(GIVEN EXERCISE) Your task is to extract the lines from the one holding "Could you provide the mask of every instance of the woman's" through the end of the material. Set them down exactly and add nothing.

_ _ _ _ _

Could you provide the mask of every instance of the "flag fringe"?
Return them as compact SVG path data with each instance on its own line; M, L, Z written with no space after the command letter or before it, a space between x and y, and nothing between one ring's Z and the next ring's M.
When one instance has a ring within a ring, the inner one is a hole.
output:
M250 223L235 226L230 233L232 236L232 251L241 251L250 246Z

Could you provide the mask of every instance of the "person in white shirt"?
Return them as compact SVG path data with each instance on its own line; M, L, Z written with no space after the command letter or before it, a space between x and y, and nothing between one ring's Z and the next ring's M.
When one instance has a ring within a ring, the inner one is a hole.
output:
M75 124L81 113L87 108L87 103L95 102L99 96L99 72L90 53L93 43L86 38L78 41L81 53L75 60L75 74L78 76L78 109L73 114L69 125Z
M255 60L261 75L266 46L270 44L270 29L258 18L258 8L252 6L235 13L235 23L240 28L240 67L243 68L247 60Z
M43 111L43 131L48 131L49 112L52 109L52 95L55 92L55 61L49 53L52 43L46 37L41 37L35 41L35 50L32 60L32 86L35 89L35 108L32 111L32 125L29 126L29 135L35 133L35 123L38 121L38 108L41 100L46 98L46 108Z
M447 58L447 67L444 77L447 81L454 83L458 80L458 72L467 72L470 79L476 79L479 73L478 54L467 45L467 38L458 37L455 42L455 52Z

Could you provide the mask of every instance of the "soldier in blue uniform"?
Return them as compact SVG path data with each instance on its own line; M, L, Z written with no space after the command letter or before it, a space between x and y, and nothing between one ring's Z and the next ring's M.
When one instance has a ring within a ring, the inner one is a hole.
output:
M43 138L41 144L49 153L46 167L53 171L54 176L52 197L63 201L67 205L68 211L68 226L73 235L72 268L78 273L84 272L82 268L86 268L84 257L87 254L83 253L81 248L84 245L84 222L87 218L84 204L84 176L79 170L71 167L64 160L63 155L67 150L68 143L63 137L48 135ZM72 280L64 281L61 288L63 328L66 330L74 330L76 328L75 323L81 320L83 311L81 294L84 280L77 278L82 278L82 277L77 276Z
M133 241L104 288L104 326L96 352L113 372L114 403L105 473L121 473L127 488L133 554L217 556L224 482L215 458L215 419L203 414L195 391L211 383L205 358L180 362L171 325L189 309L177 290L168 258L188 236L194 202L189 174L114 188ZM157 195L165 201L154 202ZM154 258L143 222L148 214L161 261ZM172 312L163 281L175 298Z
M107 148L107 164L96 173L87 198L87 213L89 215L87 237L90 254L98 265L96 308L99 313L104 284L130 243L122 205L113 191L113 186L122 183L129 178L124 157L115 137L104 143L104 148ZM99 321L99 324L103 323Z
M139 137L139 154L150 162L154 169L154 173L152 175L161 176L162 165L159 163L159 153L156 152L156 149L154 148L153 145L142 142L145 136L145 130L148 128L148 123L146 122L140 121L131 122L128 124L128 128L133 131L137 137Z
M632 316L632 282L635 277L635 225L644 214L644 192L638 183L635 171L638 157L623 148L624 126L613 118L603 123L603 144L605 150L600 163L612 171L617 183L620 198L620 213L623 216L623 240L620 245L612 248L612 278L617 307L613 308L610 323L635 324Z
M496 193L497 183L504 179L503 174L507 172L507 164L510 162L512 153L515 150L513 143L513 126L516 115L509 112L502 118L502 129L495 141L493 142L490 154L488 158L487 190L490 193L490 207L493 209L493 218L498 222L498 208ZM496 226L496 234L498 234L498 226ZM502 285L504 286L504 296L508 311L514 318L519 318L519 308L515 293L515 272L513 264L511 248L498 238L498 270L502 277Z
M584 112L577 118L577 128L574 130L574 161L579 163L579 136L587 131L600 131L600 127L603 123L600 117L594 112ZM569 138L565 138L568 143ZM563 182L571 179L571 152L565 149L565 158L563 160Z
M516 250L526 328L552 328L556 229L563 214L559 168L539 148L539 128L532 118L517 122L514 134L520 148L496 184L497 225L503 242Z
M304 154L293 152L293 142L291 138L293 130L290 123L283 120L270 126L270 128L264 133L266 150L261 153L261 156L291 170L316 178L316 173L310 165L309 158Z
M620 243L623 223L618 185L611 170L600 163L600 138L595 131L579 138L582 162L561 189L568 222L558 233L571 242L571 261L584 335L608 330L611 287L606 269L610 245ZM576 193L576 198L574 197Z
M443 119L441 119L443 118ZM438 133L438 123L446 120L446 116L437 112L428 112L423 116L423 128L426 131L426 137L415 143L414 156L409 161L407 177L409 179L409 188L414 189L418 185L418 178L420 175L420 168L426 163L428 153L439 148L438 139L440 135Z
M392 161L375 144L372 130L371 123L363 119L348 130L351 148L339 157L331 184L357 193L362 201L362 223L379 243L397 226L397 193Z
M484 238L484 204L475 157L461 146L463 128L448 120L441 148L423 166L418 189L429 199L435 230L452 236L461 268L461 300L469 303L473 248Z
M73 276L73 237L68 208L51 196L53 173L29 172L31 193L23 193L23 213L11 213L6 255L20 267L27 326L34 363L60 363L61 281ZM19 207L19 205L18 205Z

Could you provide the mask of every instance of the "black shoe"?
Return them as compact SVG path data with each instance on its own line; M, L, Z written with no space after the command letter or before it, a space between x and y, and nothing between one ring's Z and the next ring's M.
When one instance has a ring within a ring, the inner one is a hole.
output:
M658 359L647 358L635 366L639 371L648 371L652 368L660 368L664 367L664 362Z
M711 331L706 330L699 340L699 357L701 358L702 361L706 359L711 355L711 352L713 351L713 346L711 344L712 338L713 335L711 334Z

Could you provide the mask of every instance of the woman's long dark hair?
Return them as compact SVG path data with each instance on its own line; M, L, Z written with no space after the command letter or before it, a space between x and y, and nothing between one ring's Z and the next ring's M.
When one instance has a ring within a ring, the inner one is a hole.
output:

_ _ _ _ _

(EXERCISE ANSWER)
Could you provide the mask of every instance of the woman's long dark hair?
Return them as compact SVG path data with each instance on its own line; M, L, Z written with no space after the command letter or before it, a space between x and y, and nothing between one ring's Z and the next ring's M.
When one instance has a ring within a ring, the inner one is a hole.
output:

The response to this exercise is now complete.